**Aim:**
Restate, word for word, all of the material shown below.

**Excerpted data:**
________________________

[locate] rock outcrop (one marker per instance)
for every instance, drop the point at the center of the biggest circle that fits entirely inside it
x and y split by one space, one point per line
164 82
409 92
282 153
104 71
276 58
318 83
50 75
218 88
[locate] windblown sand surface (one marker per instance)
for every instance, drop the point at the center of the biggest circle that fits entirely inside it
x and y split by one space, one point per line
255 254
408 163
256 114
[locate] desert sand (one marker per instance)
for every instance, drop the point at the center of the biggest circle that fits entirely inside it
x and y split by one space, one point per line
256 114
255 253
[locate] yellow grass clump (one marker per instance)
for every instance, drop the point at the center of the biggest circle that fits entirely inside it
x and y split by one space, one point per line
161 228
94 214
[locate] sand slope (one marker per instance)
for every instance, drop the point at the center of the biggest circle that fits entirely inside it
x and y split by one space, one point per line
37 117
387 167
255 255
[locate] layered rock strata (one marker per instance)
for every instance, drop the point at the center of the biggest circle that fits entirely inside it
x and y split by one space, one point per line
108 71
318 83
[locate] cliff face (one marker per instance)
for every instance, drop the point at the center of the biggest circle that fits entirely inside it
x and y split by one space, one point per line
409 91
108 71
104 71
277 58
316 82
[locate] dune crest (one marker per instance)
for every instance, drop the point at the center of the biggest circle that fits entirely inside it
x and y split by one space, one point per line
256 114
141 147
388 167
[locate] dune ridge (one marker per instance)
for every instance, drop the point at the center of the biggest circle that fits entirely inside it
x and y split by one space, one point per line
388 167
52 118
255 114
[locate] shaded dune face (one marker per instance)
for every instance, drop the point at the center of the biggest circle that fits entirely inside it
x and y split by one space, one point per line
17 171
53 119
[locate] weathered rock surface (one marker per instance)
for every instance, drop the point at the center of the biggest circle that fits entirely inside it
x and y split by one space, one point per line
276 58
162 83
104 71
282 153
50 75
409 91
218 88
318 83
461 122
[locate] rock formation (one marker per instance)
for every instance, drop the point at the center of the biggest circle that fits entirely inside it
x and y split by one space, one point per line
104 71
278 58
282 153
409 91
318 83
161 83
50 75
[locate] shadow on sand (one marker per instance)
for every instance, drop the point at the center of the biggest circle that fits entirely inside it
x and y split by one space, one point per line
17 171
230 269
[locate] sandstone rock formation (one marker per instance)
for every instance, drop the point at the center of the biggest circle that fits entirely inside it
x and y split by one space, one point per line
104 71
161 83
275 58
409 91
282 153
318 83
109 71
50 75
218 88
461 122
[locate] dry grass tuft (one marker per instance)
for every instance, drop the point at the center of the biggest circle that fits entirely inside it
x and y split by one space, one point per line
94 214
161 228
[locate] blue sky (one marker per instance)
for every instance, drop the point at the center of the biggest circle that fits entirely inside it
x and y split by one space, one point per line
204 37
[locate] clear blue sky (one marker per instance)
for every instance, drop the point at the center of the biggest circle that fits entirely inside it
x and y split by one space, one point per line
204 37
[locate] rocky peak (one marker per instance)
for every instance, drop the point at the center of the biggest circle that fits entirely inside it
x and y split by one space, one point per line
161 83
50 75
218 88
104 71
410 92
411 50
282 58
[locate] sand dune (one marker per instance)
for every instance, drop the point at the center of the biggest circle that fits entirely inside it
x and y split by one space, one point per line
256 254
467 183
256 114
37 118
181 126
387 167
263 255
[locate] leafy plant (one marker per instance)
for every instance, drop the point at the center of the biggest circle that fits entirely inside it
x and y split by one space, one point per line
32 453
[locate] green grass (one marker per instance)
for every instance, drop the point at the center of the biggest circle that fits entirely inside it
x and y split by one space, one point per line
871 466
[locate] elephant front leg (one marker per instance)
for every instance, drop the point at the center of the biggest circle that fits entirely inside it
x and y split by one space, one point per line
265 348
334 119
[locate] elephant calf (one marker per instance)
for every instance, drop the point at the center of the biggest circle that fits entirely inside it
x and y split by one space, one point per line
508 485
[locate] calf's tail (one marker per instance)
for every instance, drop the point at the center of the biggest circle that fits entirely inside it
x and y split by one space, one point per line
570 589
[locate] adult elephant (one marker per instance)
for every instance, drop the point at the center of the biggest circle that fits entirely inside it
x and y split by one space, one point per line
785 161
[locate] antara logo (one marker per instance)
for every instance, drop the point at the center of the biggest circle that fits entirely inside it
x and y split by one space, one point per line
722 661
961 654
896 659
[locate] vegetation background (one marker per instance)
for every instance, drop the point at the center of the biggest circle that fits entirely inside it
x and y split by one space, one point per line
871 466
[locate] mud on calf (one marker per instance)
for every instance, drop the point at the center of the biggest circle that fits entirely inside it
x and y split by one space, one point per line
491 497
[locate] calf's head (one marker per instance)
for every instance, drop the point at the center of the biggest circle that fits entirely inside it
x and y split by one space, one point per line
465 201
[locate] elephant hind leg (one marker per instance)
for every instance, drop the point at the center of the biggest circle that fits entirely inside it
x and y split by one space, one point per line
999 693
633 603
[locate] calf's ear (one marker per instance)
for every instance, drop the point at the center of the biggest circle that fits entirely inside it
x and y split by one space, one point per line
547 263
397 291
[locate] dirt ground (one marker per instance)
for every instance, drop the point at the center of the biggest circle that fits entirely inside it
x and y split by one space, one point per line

________________________

**Exercise result:**
[locate] rock outcrop (one marker per instance)
for every instance, drop the point at the center of the biggest circle that fits entirely inside it
x and y split by one space, one point per line
164 82
409 92
282 153
104 71
276 58
318 83
50 75
218 88
[locate] windblown sand surface (one marker per instance)
for every instance, drop the point at the center of the biggest circle that fits entirely inside it
x and y split by one space, one point per line
255 254
408 163
256 114
[locate] desert sand (one marker per instance)
for every instance, drop the point at the center of the biggest circle that fits entirely inside it
x and y split by one space, one point per line
256 114
255 253
[locate] yellow grass clump (one marker per instance)
for every instance, drop the point at the center of the biggest circle that fits entirely inside it
x and y split by one space, one point per line
161 228
94 214
[locate] sand slope (one marker per instance)
for every instance, drop the point at the center of the biggest circle that fits entirely inside it
x and y split by one space, one point per line
37 117
387 167
255 255
[locate] layered rock strata (one marker per instance)
for every instance, drop the point at the center of the biggest circle that fits entirely inside it
x and y split by one space, one point per line
108 71
318 83
[locate] cliff face (one marker per instance)
for every instance, drop the point at the center of the biggest circle that fits entirely inside it
x and y split by one space, one point per line
409 91
108 71
104 71
277 58
316 82
[locate] dune crest (one marker per instance)
for every instance, drop the point at the center of the biggest circle that fits entirely inside it
x and y split by one space, one point per line
256 114
141 147
388 167
[locate] dune ridge (one marker per instance)
for every instance, drop the point at the center of the biggest circle that fits entirely inside it
x and y split by one space, one point per line
388 167
52 118
255 114
[locate] shaded dune face (one marker per instance)
for every instance, drop the point at the center of the biggest circle that fits entirely inside it
x and y split by one space, one point per line
17 171
53 119
[locate] weathered rock surface (one marker per instance)
for every instance, drop the point at the center of the biggest circle that fits entirely inside it
x and y split by one space, one point per line
276 58
162 83
104 71
282 153
50 75
409 91
218 88
318 83
461 122
[locate] rock formation (one marker per instance)
for every instance, drop the point at the center of the biggest circle that fits entirely inside it
x and y split by one space, one point per line
104 71
278 58
282 153
409 91
318 83
161 83
50 75
[locate] shadow on sand (one marker per instance)
for every instance, drop the point at the center of the biggest circle that fits entirely inside it
x and y split by one space, one point per line
17 171
230 269
[locate] sandstone rock formation (one marker per instance)
for every instance, drop the point at the center of the biggest circle that fits entirely inside it
x and y split by one space, one point per line
104 71
161 83
275 58
409 91
282 153
318 83
109 71
50 75
218 88
461 122
[locate] dry grass tuft (one marker per instance)
for every instance, drop the point at the center of the biggest circle that fits entirely inside it
x and y split by one space, one point per line
94 214
161 228
[locate] blue sky (one marker per instance)
for every instance, drop the point at the center of the biggest circle that fits entirely inside it
x and y split by one space, one point per line
204 37
[locate] clear blue sky (one marker per instance)
for every instance, drop the point at the center of the biggest circle that fits entirely inside it
x and y split by one space, one point per line
204 37
[locate] rocky peak (one marker per instance)
for every instance, drop the point at the center of the biggest circle that fits entirely inside it
x and y split by one space, one point per line
161 83
50 75
218 88
104 71
410 92
411 50
282 58
[locate] sand dune (one marker per instance)
for every instance, drop the point at the center of the biggest circle that fits entirely inside it
x and y split by one space, one point per line
256 254
467 183
256 114
37 118
181 126
387 167
263 255
[locate] leafy plant (one marker per instance)
for every instance, drop the point at the center of the biggest circle that fits entirely inside it
x and y split by one space, one point per line
32 453
[locate] green grass (one marker per instance)
for every instance, drop the point at the center of the biggest circle that fits entirely inside it
x and y split by one space, one point per line
871 466
[locate] elephant front leg (one marker per instance)
for every instance, drop the point at the center of the biggest circle that fits entirely inside it
x and y split by one space, one point per line
265 348
334 119
[locate] elephant calf (one marker per instance)
for every instance, drop the point at the center of the biggest circle that fits entirely inside it
x and y split by one space, one point per line
508 485
[locate] calf's tail (one marker per instance)
for every instance, drop the point at the center of the biggest circle that fits entirely inside it
x and y split by one space, one point per line
570 589
[locate] adult elephant (one marker per instance)
for every instance, drop the point at the center of the biggest circle that fits entirely inside it
x and y split by one space, one point per line
785 161
[locate] antara logo (one marker per instance)
for every instance, drop the point at the center of the biggest circle that fits entirely inside it
x and y split by one space, one point per line
722 661
961 654
896 659
[locate] vegetation background (one marker per instance)
for every instance, drop the point at the center of the biggest circle that fits entirely inside it
x and y split by one space, one point per line
871 466
[locate] mud on calf (one marker per instance)
for every instance, drop the point at the center of the biggest circle that fits entirely inside it
x and y split by one space, one point per line
491 497
[locate] calf's head (one marker per instance)
for every instance, drop the point at the center of the biggest circle that fits entirely inside it
x and y split by one space, one point per line
465 201
[locate] elephant hind leg (one marker per instance)
for every instance, drop the point at the center of the biggest circle that fits entirely inside it
x and y split by one space, one point per line
999 693
633 603
[locate] calf's ear (one marker per instance)
for every instance, drop the point at the center of the biggest circle that fits entirely inside it
x and y split by one space, one point per line
547 263
397 291
[locate] dirt ground (one marker per instance)
for every instance, drop the point at the center of the biggest circle that fits entirely inside it
x and y split by one space, one point per line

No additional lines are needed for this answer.